Could you show each line of the records that contains the word "evergreen"?

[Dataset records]
- - -

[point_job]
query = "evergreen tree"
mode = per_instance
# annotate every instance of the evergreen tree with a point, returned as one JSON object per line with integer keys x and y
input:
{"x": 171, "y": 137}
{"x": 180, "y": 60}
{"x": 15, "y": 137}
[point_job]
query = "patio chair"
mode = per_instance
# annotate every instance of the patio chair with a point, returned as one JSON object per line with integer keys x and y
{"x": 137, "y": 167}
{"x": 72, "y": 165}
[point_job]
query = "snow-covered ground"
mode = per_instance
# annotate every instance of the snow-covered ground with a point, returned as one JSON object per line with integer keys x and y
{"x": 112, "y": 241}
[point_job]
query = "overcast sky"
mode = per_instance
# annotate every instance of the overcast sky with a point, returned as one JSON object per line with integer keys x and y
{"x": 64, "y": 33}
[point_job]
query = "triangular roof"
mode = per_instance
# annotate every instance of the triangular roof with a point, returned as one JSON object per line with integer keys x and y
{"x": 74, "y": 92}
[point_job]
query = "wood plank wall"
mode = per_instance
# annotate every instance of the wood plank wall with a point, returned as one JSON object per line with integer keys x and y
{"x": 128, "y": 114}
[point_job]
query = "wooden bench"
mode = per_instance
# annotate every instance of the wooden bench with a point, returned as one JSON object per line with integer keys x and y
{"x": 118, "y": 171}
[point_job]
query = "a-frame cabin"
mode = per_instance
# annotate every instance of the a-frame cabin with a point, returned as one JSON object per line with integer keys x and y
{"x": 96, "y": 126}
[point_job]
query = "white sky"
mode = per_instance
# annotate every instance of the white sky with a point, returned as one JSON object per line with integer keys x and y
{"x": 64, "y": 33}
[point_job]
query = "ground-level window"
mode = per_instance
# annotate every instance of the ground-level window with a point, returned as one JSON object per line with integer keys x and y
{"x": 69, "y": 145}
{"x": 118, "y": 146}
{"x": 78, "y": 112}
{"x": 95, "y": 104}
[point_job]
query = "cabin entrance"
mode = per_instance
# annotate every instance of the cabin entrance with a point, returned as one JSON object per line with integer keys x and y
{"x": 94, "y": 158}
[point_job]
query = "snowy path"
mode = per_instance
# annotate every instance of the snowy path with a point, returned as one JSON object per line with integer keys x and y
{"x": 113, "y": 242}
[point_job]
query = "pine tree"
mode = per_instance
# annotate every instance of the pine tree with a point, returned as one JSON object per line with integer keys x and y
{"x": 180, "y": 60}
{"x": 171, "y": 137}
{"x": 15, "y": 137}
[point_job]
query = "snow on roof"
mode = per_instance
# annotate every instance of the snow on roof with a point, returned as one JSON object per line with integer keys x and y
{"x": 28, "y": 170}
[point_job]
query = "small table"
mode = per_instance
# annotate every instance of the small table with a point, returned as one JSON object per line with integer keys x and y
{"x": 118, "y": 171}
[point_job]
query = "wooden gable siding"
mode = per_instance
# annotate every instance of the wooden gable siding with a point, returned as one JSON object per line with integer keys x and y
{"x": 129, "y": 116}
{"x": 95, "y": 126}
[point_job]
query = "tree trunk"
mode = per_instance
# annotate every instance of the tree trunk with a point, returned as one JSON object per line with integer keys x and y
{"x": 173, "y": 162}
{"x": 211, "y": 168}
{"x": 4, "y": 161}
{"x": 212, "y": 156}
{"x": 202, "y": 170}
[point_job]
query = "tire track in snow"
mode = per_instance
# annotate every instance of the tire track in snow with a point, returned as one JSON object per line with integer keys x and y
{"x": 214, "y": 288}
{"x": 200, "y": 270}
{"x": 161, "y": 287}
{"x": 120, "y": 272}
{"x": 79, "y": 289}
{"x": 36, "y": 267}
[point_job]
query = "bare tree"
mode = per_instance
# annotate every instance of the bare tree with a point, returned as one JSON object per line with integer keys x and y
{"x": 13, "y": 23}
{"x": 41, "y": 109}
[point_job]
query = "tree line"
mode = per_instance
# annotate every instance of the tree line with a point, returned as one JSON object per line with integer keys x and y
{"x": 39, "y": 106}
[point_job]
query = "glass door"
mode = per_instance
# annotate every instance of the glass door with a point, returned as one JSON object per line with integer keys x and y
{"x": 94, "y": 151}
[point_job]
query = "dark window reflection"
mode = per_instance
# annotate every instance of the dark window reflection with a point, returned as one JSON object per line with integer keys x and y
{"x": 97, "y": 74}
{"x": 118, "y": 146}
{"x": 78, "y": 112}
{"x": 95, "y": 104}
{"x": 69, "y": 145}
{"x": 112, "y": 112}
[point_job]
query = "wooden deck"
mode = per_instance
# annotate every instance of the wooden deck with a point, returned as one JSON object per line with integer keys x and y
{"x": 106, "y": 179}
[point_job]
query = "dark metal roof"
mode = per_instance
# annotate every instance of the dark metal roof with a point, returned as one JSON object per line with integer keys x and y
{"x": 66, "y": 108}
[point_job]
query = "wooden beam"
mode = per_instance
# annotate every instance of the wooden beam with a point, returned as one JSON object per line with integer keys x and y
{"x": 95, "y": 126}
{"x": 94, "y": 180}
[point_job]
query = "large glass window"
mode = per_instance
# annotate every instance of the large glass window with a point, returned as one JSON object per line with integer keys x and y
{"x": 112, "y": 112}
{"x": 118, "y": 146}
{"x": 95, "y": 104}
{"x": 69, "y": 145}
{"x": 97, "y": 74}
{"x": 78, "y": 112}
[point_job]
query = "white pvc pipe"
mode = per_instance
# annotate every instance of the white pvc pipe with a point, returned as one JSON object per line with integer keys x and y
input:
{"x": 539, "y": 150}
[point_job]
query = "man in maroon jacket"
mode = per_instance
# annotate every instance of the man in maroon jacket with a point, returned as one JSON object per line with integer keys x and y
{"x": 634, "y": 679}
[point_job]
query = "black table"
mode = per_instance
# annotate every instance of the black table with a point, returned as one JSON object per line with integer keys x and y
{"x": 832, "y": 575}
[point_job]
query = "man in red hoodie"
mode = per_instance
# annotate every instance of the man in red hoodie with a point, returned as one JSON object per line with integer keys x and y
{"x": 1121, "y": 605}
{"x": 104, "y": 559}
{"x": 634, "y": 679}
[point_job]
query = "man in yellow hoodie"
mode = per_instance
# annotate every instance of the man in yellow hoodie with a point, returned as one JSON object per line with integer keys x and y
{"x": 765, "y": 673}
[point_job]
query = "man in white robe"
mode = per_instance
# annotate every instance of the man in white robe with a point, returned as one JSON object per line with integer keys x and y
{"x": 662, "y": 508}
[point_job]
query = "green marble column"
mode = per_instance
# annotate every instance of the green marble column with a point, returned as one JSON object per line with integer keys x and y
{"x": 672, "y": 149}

- - -

> **Response box**
query = "evergreen tree"
# annotate every instance of the evergreen tree with a point, returned as one JSON object per line with integer keys x and y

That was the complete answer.